Task
Pick out every row that contains the string "item" and copy those rows. Letter case counts.

------ Data for processing ------

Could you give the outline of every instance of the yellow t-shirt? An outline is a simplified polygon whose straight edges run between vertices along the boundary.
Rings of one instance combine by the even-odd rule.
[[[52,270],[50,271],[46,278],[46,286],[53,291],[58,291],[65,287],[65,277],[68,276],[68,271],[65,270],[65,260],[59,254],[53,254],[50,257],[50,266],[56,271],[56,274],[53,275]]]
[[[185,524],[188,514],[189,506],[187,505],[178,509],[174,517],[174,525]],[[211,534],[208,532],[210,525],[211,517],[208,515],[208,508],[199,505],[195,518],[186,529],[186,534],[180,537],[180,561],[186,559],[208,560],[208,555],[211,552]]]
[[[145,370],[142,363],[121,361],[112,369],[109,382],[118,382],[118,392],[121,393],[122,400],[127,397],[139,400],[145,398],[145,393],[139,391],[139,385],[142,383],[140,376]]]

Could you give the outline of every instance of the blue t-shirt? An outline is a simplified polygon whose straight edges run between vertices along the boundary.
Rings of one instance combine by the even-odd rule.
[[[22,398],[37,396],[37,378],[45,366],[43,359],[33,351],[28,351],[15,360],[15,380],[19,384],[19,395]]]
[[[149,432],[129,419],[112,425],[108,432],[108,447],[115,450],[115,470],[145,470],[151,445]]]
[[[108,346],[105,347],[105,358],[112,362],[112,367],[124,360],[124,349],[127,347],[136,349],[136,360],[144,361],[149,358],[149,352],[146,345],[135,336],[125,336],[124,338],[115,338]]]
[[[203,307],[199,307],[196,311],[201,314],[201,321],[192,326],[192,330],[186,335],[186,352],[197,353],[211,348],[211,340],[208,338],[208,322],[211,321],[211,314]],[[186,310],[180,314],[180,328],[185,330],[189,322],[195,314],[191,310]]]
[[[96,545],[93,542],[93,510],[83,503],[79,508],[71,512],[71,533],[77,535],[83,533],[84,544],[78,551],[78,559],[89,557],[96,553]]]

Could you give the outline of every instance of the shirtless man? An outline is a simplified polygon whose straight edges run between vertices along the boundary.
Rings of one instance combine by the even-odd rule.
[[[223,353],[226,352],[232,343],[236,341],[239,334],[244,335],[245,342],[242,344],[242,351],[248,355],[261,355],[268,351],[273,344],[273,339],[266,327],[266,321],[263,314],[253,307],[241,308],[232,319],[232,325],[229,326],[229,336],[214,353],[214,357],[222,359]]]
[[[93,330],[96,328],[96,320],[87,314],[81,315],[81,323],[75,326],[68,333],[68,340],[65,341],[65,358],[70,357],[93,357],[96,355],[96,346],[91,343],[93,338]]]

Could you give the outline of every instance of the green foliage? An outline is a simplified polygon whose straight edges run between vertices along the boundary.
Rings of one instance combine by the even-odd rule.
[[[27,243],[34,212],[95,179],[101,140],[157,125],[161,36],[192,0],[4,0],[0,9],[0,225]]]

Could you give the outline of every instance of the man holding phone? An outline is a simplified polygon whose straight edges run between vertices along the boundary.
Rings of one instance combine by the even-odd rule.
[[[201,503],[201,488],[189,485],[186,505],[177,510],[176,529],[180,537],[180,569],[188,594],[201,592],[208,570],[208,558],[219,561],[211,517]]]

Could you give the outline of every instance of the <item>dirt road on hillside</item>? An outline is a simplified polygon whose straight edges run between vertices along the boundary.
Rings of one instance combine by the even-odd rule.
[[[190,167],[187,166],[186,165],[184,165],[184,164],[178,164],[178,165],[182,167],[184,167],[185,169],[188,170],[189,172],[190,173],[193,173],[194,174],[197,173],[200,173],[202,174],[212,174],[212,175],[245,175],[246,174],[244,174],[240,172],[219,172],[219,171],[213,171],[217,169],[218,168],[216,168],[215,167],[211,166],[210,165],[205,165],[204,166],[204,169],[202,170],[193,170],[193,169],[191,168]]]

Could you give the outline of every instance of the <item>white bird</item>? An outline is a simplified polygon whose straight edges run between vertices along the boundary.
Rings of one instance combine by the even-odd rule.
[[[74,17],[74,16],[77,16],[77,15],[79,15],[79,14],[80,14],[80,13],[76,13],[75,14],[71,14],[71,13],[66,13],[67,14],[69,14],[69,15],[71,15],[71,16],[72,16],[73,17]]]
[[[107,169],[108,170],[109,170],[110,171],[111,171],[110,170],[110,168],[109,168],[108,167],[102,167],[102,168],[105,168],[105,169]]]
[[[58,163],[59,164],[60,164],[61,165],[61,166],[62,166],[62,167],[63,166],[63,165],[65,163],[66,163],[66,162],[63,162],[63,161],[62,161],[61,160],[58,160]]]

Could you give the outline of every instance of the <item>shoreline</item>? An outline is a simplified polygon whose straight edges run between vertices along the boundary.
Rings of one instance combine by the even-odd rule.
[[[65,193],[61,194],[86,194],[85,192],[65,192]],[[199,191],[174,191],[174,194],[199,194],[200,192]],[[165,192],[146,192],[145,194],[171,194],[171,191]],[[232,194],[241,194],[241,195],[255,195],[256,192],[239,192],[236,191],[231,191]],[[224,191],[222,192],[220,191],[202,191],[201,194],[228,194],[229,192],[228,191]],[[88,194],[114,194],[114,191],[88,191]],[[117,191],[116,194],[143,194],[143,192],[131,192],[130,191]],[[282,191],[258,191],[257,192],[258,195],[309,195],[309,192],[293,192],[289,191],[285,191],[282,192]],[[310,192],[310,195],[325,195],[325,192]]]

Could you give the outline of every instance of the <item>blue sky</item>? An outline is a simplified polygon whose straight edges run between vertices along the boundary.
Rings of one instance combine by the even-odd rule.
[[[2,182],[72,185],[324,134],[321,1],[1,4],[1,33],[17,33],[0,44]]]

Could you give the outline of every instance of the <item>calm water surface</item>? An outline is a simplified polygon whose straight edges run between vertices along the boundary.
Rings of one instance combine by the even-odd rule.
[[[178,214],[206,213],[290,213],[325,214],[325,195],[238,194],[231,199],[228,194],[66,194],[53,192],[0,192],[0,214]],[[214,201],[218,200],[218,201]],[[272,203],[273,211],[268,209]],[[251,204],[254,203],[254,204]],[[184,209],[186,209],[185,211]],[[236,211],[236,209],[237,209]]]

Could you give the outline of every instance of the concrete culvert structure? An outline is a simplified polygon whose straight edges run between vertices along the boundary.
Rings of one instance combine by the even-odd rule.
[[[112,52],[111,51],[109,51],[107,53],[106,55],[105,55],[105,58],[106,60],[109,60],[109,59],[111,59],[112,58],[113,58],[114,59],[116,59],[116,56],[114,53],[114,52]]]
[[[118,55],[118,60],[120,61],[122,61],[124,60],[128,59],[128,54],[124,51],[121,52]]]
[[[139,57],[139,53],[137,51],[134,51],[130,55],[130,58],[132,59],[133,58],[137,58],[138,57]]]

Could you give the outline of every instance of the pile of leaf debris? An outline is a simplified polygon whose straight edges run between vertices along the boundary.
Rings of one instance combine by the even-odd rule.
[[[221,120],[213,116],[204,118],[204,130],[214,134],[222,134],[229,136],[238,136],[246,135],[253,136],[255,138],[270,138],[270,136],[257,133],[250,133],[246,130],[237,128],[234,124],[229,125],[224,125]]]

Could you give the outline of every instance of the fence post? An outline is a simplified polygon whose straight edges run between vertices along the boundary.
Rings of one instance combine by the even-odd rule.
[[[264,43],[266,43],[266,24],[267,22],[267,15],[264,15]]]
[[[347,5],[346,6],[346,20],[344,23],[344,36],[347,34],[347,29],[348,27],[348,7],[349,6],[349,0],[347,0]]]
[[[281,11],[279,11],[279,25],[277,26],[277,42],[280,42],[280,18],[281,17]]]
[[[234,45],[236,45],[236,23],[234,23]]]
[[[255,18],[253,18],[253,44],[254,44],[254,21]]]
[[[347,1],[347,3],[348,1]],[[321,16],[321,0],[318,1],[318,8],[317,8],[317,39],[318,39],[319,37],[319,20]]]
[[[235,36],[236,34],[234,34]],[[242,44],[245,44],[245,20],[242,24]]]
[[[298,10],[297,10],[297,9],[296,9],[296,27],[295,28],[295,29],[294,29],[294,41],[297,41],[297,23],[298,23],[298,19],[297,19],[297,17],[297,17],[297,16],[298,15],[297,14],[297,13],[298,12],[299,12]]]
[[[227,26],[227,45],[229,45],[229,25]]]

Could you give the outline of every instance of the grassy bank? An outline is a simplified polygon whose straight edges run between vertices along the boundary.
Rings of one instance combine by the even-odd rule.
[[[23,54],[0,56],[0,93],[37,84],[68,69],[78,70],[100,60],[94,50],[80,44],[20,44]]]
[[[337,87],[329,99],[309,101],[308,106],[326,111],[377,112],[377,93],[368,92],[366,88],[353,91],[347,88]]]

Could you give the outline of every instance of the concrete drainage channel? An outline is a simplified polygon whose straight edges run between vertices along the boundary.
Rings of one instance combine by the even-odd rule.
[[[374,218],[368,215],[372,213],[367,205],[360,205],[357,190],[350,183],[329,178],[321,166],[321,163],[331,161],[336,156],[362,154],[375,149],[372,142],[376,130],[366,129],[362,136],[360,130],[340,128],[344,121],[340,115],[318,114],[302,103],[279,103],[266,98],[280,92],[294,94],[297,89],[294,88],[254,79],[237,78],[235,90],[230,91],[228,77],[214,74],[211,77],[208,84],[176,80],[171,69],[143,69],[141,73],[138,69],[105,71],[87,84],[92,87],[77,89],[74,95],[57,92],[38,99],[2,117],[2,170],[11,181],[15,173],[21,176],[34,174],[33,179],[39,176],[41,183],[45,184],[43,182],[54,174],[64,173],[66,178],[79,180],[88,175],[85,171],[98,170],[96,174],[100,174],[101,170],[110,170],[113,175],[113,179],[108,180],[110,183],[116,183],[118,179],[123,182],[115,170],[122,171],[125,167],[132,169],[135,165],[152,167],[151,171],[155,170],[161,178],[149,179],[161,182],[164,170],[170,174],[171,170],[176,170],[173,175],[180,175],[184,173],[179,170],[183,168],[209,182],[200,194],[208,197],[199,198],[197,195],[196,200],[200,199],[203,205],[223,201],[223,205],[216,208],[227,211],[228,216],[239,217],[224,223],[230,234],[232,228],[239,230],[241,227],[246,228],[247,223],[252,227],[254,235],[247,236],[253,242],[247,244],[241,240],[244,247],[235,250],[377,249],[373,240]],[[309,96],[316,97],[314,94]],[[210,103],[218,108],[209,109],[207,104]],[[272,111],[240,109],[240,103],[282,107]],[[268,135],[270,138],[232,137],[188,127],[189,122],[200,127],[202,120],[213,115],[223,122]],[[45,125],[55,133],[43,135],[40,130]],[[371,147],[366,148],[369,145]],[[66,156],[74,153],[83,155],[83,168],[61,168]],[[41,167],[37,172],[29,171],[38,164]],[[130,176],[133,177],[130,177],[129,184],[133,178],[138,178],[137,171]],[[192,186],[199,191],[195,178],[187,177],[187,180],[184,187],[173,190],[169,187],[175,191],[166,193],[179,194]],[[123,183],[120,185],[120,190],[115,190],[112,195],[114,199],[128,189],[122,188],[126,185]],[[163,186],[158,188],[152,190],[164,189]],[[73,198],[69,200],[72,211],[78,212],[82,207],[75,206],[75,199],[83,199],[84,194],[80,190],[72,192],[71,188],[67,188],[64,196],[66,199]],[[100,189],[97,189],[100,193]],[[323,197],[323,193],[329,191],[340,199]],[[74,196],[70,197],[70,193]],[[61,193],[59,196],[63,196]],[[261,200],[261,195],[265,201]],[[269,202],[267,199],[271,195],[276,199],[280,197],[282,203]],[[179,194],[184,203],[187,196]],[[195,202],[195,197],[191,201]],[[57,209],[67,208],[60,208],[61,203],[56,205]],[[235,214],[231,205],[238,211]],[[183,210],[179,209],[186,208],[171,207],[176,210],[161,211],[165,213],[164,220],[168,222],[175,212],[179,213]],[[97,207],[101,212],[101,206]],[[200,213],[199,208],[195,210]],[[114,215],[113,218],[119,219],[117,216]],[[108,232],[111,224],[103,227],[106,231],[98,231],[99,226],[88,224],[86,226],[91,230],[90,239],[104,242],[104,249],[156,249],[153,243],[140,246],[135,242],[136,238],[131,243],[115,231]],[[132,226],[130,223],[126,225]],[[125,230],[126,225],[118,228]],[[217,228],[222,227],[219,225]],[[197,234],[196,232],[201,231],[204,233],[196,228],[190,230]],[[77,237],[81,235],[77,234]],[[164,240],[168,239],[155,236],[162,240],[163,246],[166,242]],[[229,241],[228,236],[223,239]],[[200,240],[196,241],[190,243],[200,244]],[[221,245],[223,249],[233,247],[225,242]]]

------

Response for this exercise
Could you give the outline of every instance of the <item>dirt road on hillside</item>? An outline is a simplified polygon whose straight edges run between vertices along the boundary.
Could you give the outline of every instance of the <item>white bird</item>? An outline is a simplified polygon whose straight edges run between vertices along the boundary.
Could you give the outline of every instance of the <item>shoreline</item>? An outline is a simplified polygon whose straight edges run between vertices along the boundary.
Could you give the outline of every instance of the <item>blue sky</item>? An outline is a simplified polygon whose straight edges run between vertices along the boundary.
Could you give the outline of every instance of the <item>calm water surface</item>? An outline is a simplified polygon whose straight edges run between vertices along the boundary.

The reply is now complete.